Material supplied —

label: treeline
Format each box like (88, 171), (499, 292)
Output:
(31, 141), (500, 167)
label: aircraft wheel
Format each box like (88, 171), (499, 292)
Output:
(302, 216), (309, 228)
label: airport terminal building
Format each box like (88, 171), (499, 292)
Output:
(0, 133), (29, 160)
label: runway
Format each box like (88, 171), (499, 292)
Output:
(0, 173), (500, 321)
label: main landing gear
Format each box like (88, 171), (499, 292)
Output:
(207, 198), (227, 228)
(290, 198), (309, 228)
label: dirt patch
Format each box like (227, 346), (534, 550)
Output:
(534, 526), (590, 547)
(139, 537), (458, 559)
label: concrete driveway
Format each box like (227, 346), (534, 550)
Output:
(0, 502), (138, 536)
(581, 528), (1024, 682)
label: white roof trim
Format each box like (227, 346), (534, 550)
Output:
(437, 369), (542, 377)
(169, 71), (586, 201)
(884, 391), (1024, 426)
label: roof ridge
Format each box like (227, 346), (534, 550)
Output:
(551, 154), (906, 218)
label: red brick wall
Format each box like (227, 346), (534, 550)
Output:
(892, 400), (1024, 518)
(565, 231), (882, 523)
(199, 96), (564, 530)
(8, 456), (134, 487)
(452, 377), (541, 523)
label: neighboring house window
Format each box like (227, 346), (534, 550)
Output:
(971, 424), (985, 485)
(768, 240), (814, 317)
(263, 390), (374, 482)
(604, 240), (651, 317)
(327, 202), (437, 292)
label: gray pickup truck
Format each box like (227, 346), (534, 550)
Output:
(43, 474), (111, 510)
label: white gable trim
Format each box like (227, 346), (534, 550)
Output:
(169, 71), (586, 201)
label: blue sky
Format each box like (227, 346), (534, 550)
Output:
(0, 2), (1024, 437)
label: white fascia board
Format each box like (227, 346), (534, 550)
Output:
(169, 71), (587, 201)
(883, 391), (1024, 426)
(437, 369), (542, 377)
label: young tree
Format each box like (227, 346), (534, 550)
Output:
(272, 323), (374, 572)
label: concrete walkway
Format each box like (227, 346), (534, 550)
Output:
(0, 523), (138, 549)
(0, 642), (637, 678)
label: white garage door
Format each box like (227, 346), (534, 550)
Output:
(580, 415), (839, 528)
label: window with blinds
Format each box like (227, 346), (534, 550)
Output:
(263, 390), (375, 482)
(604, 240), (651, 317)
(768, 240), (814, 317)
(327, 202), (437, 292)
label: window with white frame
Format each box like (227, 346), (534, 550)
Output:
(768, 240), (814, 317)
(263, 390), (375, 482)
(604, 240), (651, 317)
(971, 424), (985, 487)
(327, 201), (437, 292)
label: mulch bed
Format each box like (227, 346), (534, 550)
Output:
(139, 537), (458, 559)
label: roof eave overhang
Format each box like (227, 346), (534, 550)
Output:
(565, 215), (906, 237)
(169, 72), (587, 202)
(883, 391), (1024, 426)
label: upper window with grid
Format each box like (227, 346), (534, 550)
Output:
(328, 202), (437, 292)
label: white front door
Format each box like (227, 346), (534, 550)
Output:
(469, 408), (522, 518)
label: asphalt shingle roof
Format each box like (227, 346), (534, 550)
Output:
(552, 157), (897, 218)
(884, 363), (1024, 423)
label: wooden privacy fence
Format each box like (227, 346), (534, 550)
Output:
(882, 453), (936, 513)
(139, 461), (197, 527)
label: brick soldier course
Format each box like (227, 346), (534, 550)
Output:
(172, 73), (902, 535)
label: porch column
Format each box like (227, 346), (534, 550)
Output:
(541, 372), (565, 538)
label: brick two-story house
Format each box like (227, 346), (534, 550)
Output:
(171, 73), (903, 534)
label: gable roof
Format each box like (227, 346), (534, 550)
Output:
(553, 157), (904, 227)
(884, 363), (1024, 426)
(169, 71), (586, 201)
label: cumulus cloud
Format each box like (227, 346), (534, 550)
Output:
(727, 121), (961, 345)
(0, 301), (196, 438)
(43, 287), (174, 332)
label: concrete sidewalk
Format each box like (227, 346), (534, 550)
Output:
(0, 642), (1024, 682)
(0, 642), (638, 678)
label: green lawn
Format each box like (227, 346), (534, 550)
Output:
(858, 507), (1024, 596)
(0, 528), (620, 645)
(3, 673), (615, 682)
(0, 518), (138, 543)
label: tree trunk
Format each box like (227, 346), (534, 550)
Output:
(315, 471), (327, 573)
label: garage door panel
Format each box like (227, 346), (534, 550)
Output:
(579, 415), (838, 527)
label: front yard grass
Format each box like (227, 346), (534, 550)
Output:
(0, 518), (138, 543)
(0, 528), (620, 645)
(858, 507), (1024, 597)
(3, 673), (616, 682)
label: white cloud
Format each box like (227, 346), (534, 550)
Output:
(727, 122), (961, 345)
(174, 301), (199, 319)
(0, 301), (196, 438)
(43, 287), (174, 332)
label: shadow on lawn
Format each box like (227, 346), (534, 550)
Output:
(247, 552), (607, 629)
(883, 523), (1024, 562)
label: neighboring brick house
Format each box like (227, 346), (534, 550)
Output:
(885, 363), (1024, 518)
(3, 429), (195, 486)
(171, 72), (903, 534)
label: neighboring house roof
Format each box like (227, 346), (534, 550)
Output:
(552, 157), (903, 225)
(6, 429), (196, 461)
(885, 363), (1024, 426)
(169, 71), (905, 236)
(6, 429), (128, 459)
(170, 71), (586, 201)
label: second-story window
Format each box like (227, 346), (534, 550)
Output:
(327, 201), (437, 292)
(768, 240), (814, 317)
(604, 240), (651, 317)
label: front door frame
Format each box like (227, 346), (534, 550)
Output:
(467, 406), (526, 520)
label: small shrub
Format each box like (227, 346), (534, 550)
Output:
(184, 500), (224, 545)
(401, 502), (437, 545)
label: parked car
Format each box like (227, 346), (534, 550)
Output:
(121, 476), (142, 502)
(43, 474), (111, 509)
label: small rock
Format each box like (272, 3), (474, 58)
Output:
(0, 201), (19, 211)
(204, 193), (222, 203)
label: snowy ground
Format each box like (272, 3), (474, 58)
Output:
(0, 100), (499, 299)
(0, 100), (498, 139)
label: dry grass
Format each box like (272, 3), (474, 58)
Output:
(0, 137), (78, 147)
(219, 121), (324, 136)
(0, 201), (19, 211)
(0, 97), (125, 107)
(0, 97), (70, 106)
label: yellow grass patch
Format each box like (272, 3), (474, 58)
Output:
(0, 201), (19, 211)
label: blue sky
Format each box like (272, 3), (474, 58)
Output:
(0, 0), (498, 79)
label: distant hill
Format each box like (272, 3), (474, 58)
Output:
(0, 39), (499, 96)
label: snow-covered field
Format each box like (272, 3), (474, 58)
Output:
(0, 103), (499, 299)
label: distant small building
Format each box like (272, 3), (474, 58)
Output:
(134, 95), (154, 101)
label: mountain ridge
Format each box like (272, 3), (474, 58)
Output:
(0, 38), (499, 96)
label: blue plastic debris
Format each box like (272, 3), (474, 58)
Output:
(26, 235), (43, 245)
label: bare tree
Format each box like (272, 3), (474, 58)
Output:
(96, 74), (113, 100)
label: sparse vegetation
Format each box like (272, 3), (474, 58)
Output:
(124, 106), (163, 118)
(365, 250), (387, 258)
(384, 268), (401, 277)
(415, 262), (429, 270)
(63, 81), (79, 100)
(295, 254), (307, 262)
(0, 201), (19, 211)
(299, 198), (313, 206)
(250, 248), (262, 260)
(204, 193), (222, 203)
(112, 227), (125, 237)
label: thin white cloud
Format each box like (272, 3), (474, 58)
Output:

The problem — Convert the material above into a numbered list with one entry per line, omitting any blank lines.

Response —
1. label: treeline
2. Format each box like (88, 171), (499, 292)
3. Output:
4. (31, 141), (500, 167)
5. label: aircraft wheel
6. Format each box like (88, 171), (499, 292)
7. Output:
8. (302, 216), (309, 228)
9. label: airport terminal building
10. Format each box like (88, 171), (499, 292)
11. Output:
12. (0, 133), (29, 160)
13. label: runway
14. Format each box like (88, 171), (499, 292)
15. Output:
16. (0, 173), (500, 321)
17. label: main landing gear
18. Format each box like (88, 171), (499, 292)
19. Output:
20. (207, 198), (227, 228)
21. (290, 198), (309, 228)
22. label: dirt patch
23. Format each box like (227, 346), (534, 550)
24. Output:
25. (534, 526), (590, 547)
26. (139, 537), (458, 559)
27. label: concrete driveway
28. Format each box like (227, 346), (534, 550)
29. Output:
30. (0, 502), (138, 536)
31. (581, 528), (1024, 682)
32. label: white roof trim
33. Format each box like (227, 346), (534, 550)
34. Output:
35. (437, 369), (542, 377)
36. (169, 71), (586, 201)
37. (884, 391), (1024, 426)
38. label: roof ridge
39. Format each box like (227, 346), (534, 550)
40. Output:
41. (551, 154), (906, 218)
42. label: red brick wall
43. Format each box like (227, 346), (534, 550)
44. Output:
45. (892, 400), (1024, 518)
46. (565, 231), (882, 523)
47. (199, 96), (564, 530)
48. (8, 456), (134, 487)
49. (452, 377), (541, 523)
50. label: neighboring house window
51. Format each box like (227, 346), (534, 550)
52. Output:
53. (971, 424), (985, 485)
54. (768, 240), (814, 317)
55. (263, 390), (374, 482)
56. (604, 240), (651, 317)
57. (327, 202), (437, 292)
58. label: gray pickup truck
59. Format each box like (227, 346), (534, 550)
60. Output:
61. (43, 474), (111, 510)
62. label: white gable trim
63. Format each box like (227, 346), (534, 550)
64. Output:
65. (169, 71), (586, 201)
66. label: blue sky
67. Format each box like (227, 346), (534, 550)
68. Output:
69. (0, 2), (1024, 437)
70. label: white fascia board
71. Format each box like (227, 346), (534, 550)
72. Output:
73. (169, 71), (587, 201)
74. (883, 391), (1024, 426)
75. (437, 369), (542, 377)
76. label: young tree
77. Format each box like (227, 346), (534, 550)
78. Output:
79. (272, 323), (374, 572)
80. label: concrete walkway
81. Format each box like (227, 346), (534, 550)
82. Output:
83. (0, 523), (138, 549)
84. (0, 642), (637, 678)
85. label: white garage door
86. Format each box like (227, 346), (534, 550)
87. Output:
88. (580, 415), (839, 528)
89. label: window with blinds
90. Format each box like (227, 346), (534, 550)
91. Output:
92. (263, 390), (375, 482)
93. (604, 240), (651, 317)
94. (768, 240), (814, 317)
95. (327, 202), (437, 292)
96. label: window with white frame
97. Format each box like (227, 346), (534, 550)
98. Output:
99. (768, 240), (814, 317)
100. (263, 390), (375, 482)
101. (604, 240), (651, 317)
102. (971, 424), (985, 487)
103. (327, 201), (437, 292)
104. label: mulch bed
105. Format each box like (227, 346), (534, 550)
106. Output:
107. (139, 537), (458, 559)
108. label: roof eave overhang
109. Format each box like (227, 346), (534, 550)
110. Output:
111. (565, 215), (906, 237)
112. (169, 72), (587, 202)
113. (883, 391), (1024, 426)
114. label: upper window with grid
115. Format each box like (227, 346), (534, 550)
116. Output:
117. (328, 202), (437, 292)
118. label: white front door
119. Format each box like (227, 346), (534, 550)
120. Output:
121. (469, 408), (522, 518)
122. label: asphalt shingle roof
123. Format each box like (227, 346), (534, 550)
124. Output:
125. (552, 157), (897, 218)
126. (884, 363), (1024, 423)
127. label: wooden privacy fence
128. Format each box like (227, 346), (534, 550)
129. Output:
130. (882, 453), (936, 513)
131. (139, 461), (197, 527)
132. label: brick soldier course
133. Format each box like (227, 346), (534, 550)
134. Output:
135. (172, 73), (902, 535)
136. label: porch column
137. Format each box like (227, 346), (534, 550)
138. Output:
139. (541, 372), (565, 538)
140. label: brick two-story house
141. Format each box like (227, 346), (534, 550)
142. Output:
143. (171, 73), (903, 534)
144. label: gable roof
145. Format each box like (227, 346), (534, 550)
146. Output:
147. (553, 157), (904, 227)
148. (884, 363), (1024, 426)
149. (169, 71), (586, 201)
150. label: cumulus cloud
151. Format each box like (227, 346), (534, 550)
152. Output:
153. (727, 121), (961, 345)
154. (0, 301), (196, 438)
155. (43, 287), (174, 332)
156. label: concrete sidewalk
157. Format each box like (227, 346), (534, 550)
158. Output:
159. (0, 642), (1024, 682)
160. (0, 642), (638, 678)
161. label: green lawn
162. Format each box like (227, 346), (534, 550)
163. Output:
164. (858, 507), (1024, 596)
165. (0, 528), (620, 645)
166. (3, 673), (615, 682)
167. (0, 518), (138, 543)
168. label: tree trunk
169. Format each box like (227, 346), (534, 550)
170. Output:
171. (315, 471), (327, 573)
172. label: garage door panel
173. Format each box like (227, 346), (534, 550)
174. Output:
175. (579, 415), (838, 527)
176. label: front yard grass
177. Format each box like (227, 346), (534, 550)
178. Output:
179. (0, 518), (138, 543)
180. (0, 528), (620, 645)
181. (858, 507), (1024, 597)
182. (3, 673), (616, 682)
183. label: white cloud
184. Format each box like (227, 346), (534, 550)
185. Output:
186. (727, 122), (961, 345)
187. (174, 301), (199, 319)
188. (0, 301), (196, 438)
189. (43, 287), (174, 332)
190. label: shadow on lawn
191. Format each box like (227, 346), (534, 550)
192. Output:
193. (247, 552), (607, 629)
194. (883, 523), (1024, 562)
195. label: neighboring brick house
196. Format each box like (227, 346), (534, 550)
197. Output:
198. (885, 363), (1024, 518)
199. (3, 429), (195, 486)
200. (171, 72), (903, 534)
201. label: neighboring house roof
202. Format each box like (227, 346), (534, 550)
203. Output:
204. (552, 157), (903, 225)
205. (6, 429), (196, 461)
206. (885, 363), (1024, 426)
207. (169, 71), (905, 236)
208. (6, 429), (128, 459)
209. (170, 71), (586, 201)
210. label: second-story window
211. Format each box like (227, 346), (534, 550)
212. Output:
213. (327, 201), (437, 292)
214. (768, 240), (814, 317)
215. (604, 240), (651, 317)
216. label: front door frame
217. Format each box like (227, 346), (534, 550)
218. Output:
219. (467, 406), (526, 520)
220. label: small shrub
221. Format each box like (227, 346), (534, 550)
222. Output:
223. (184, 500), (224, 545)
224. (401, 502), (437, 545)
225. label: parked car
226. Format each box like (227, 346), (534, 550)
227. Output:
228. (121, 476), (142, 502)
229. (43, 474), (111, 509)
230. label: small rock
231. Format each box like (272, 3), (474, 58)
232. Output:
233. (0, 201), (19, 211)
234. (204, 193), (222, 203)
235. label: snowy ground
236. Format each box like (272, 3), (474, 58)
237. Output:
238. (0, 100), (499, 299)
239. (0, 100), (498, 139)
240. label: dry grass
241. Format each box like (272, 3), (474, 58)
242. Output:
243. (0, 137), (78, 147)
244. (219, 121), (324, 136)
245. (0, 201), (19, 211)
246. (0, 97), (125, 107)
247. (0, 97), (70, 106)
248. label: yellow grass patch
249. Format each box like (272, 3), (474, 58)
250. Output:
251. (0, 201), (19, 211)
252. label: blue sky
253. Format each box like (272, 3), (474, 58)
254. Output:
255. (0, 0), (498, 79)
256. label: distant hill
257. Format each box like (272, 3), (474, 58)
258. Output:
259. (0, 39), (499, 96)
260. label: snow-covered field
261. Format each box like (272, 3), (474, 58)
262. Output:
263. (0, 103), (499, 299)
264. label: distant small building
265. Format each box like (272, 3), (474, 58)
266. Output:
267. (134, 95), (154, 101)
268. label: mountain ridge
269. Format each box like (272, 3), (474, 58)
270. Output:
271. (0, 38), (499, 96)
272. label: blue plastic debris
273. Format each box like (272, 3), (474, 58)
274. Output:
275. (26, 235), (43, 245)
276. label: bare tree
277. Format each box like (272, 3), (474, 58)
278. Output:
279. (96, 74), (113, 100)
280. label: sparse vegetation
281. Format each box like (272, 3), (474, 58)
282. Output:
283. (124, 106), (163, 118)
284. (365, 250), (387, 258)
285. (384, 268), (401, 277)
286. (415, 262), (429, 270)
287. (63, 81), (79, 100)
288. (295, 254), (307, 262)
289. (0, 201), (19, 211)
290. (299, 198), (313, 206)
291. (250, 248), (262, 260)
292. (204, 193), (222, 203)
293. (112, 227), (125, 237)
294. label: thin white cloud
295. Format each box like (272, 3), (474, 58)
296. Output:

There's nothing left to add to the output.